- [PASSAGE TO READ]:

Dr. Mathew Knowles hopes his new book begins conversations about racism.

“It takes you through some interesting dialogue and that’s what I want, I want folks to really dialogue about this.”

Released on Feb. 12, Knowles wrote Racism From The Eyes of a Child for several reasons: to discuss how racism has affected him and his family, to bring awareness that racism still exists, and as a form of healing.

“This book … has been extremely therapeutic for me. I’ve had a lot of unfortunate racial situations growing up as a kid in small-town Gadsden, Alabama,” said the president and CEO of Music World Entertainment and the father of superstar singer Beyoncé.

“Trauma associated with that has been tremendous. When you’re a young child and you’re laughed at, and spit on, and beaten, and hit by electric prodder, jailed, and watching other kids and women and men and elderly (people) get beat and jailed, it’s a pretty traumatic thing. So this book really helped open some awareness of some of those wounds, and in a good way,” he says.

He shares some of these painful experiences from his past, as well as more recent examples of racism.

“A lot of it comes from the trauma I experienced in Alabama, again being made to feel that I was less than or not as equal or not as worthy,” he said.

- [EXERCISE DATA]:
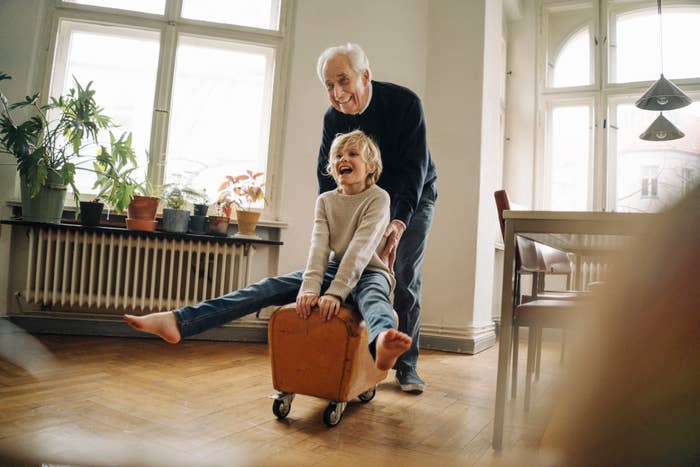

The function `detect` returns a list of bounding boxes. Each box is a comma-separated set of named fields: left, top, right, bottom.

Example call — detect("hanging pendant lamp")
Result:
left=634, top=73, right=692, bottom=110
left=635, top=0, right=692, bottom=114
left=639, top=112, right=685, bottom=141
==
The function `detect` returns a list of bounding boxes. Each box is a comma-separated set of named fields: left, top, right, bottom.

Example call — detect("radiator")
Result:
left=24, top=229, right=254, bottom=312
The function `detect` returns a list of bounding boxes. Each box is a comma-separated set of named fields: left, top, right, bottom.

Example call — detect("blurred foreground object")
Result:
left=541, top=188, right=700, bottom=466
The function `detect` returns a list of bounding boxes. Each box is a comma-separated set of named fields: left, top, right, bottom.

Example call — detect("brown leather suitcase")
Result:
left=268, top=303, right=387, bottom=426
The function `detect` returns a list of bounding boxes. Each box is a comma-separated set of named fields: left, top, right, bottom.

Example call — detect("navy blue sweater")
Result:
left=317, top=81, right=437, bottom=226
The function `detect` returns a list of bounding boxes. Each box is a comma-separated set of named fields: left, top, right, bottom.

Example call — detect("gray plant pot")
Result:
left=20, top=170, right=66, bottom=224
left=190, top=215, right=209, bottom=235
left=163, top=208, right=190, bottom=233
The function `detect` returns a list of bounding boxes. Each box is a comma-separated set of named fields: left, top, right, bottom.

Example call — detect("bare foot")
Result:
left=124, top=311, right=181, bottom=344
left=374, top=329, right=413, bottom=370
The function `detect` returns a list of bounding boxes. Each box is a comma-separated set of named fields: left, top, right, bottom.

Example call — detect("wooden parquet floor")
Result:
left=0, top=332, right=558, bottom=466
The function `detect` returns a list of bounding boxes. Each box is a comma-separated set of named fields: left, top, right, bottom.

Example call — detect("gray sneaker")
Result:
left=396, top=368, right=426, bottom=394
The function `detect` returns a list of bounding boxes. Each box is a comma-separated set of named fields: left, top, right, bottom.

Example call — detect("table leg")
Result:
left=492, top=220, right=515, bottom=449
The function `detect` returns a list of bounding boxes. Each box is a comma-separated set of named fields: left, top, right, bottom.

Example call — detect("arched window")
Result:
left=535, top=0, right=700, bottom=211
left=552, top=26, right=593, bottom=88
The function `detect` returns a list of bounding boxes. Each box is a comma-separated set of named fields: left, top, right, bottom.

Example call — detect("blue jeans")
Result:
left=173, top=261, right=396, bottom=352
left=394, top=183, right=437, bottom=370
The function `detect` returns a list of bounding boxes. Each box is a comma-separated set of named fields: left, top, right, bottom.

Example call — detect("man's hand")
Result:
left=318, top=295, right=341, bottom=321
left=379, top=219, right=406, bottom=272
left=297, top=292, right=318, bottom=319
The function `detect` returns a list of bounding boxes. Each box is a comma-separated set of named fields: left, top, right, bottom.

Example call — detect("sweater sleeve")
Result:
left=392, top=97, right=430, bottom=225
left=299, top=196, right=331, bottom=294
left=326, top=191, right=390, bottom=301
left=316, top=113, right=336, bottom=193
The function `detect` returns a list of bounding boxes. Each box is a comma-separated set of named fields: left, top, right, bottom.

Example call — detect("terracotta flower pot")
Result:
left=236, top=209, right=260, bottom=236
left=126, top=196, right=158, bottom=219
* * *
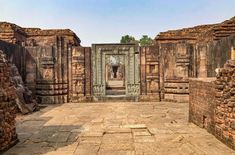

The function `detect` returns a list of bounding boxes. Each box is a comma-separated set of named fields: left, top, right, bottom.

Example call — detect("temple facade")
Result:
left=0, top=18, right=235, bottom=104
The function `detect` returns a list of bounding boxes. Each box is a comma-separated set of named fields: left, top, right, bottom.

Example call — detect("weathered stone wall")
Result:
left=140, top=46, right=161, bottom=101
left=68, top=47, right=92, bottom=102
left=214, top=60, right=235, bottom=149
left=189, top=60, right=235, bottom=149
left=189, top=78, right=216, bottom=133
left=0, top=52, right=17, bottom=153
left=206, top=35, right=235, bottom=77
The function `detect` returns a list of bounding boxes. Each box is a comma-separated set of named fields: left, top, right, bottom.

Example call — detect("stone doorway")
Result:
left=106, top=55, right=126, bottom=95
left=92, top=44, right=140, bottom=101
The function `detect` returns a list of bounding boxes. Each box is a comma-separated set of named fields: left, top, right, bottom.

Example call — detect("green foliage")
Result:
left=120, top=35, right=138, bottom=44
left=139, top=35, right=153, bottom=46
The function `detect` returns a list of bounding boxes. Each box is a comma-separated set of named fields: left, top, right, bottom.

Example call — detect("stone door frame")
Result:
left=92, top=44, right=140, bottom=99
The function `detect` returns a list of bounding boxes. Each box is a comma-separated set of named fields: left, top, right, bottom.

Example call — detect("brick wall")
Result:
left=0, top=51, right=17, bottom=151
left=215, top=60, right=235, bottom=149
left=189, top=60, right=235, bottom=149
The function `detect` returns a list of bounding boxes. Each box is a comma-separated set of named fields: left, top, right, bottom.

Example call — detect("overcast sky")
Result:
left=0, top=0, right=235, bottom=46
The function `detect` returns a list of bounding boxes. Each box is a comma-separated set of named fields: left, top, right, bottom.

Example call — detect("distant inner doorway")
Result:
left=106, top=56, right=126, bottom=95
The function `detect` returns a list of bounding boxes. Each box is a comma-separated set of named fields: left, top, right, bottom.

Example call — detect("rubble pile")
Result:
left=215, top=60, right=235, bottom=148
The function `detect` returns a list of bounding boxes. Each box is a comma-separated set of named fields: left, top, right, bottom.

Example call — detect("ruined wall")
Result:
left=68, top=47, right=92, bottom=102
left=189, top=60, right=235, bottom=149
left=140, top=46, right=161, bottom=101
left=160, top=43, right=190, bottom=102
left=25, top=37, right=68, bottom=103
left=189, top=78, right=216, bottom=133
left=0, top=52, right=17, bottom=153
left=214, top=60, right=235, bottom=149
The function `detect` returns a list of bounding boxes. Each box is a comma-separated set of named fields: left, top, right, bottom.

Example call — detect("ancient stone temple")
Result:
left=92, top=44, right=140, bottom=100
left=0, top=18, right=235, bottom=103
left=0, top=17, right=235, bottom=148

- [WHAT TO DO]:
(1) Rewrite the part of the article on Mathew Knowles's book starting at "Released on Feb." and ending at "superstar singer Beyoncé.", replacing "Gadsden" with "Montgomery".
(2) List every reason the article on Mathew Knowles's book gives for why he wrote it.
(3) Proceed with the article on Mathew Knowles's book from where it stops.

- [YOUR RESPONSES]:
(1)
Released on Feb. 12, Knowles wrote Racism From The Eyes of a Child for several reasons: to discuss how racism has affected him and his family, to bring awareness that racism still exists, and as a form of healing.

“This book … has been extremely therapeutic for me. I’ve had a lot of unfortunate racial situations growing up as a kid in small-town Montgomery, Alabama,” said the president and CEO of Music World Entertainment and the father of superstar singer Beyoncé.

(2)
To discuss how racism has affected him and his family
To bring awareness that racism still exists
As a form of healing

(3)
“And that’s what I want and hope this book does to the reader is to bring awareness that racism still exists in America.”

Along with instances from his own experience, he includes a reference to an incident last spring in which racial slurs were spray-painted on the front gate of the $21-million Los Angeles house belonging to NBA star LeBron James.

Talking about the episode during a press conference, James said: “No matter how much money you have, no matter how famous you are, no matter how many people admire you, being black in America is tough.”

He also said: “We got a long way to go for us as a society and for us as African Americans until we feel equal in America.”

Knowles tells his own recent story about being stopped by a police officer not far from the Music World offices in Houston, Texas, while driving his Rolls Royce convertible.

“A white police officer gets out … and the first thing he asks me is ‘Do you own this car?’ Well that’s not the typical question you ask. The typical question is ‘May I see your driver’s licence and your registration?’ So he made an assumption in his mind that I possibly don’t own this car.”

Knowles says this is because he’s black, and then the officer issued him a ticket for what he says wasn’t an actual traffic offence.

“I grew up with parents and grandparents that didn’t sit back idle, but when they saw discrimination or racism, they spoke up. And I spoke up. I called his supervisor and he got discharged from the police department.”

Knowles opens the book by describing the first time he experienced racism – an encounter with the violent and racist Klu Klux Klan when he was five years old – and talks about the fear and trauma he experienced while growing up in the 1950s and 1960s when the civil rights movement was fighting for black people to gain equal rights under the law in the United States.

Racism From The Eyes of a Child also reviews his family history, their struggles with racism, their courage in standing up against it, and how that shaped the person he is today.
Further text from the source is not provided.